Exploring Future Energy Scenarios with the Freight/Fuel Transportation Optimization Tool
As of this writing, there are no refineries turning bio-based materials into fuel in Cambridge, Massachusetts, where the U.S. DOT Volpe Center is headquartered.
But if there were, how would raw materials get to the refinery, or the fuel to its final destination: by road, rail, water, pipeline, or a combination of all four? What emissions would be associated with moving that raw material and fuel?
These are just a few of the questions that the Freight and fuel Transportation Optimization Tool (FTOT) can help answer.
FTOT: Providing the Best-Case Scenario
FTOT draws on a range of data to help government agencies analyze freight and fuel transport options and hone in on multimodal transportation flow patterns and emissions associated with future freight and energy scenarios.
Volpe developed FTOT on behalf of the Federal Aviation Administration (FAA), the Department of Energy (DOE), and the U.S. Navy’s Office of Naval Research.
“The way we like to think of FTOT is as providing your best-case scenario,” said Kristin Lewis, a Volpe environmental biologist who led the development of FTOT, during a recent Transportation Trajectories talk. “If you had the perfect system in place for your future scenario, what would this look like? Giving a best-case scenario helps people understand whether or not an approach is viable.”
Watch video highlights of Dr. Kristin Lewis' talk at Volpe.
How FTOT Works
FTOT has two core components: a GIS-mapping module and an optimization module. Its foundation is a multimodal network that Volpe developed from datasets covering road, rail, waterway, pipeline, and intermodal facilities, such as transfer stations where containers are moved from ship to rail.

### What to work on:
**A)** According to the FTOT article, on whose behalf did Volpe develop FTOT?
**B)** Reproduce the part of the FTOT article that begins at the words "These are just" and stops after "of Naval Research.".
The listing after this comes from a separate source and is unrelated to the FTOT article.

### Data extract:
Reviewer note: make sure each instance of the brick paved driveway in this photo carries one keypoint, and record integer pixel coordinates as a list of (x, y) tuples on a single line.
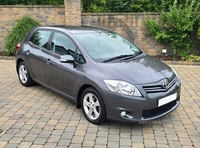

### Results for the exercise:
**A)** The Federal Aviation Administration (FAA), the Department of Energy (DOE), and the U.S. Navy's Office of Naval Research.

**B)**
These are just a few of the questions that the Freight and fuel Transportation Optimization Tool (FTOT) can help answer.
FTOT: Providing the Best-Case Scenario
FTOT draws on a range of data to help government agencies analyze freight and fuel transport options and hone in on multimodal transportation flow patterns and emissions associated with future freight and energy scenarios.
Volpe developed FTOT on behalf of the Federal Aviation Administration (FAA), the Department of Energy (DOE), and the U.S. Navy’s Office of Naval Research.